Could you print each line of the material below exactly?

START Given entries

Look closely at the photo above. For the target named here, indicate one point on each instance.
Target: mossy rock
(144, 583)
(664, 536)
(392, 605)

END Given entries

Problem solution:
Look closely at the photo above. For the target named here, indicate one point on each instance.
Target: mossy rock
(144, 583)
(664, 536)
(392, 605)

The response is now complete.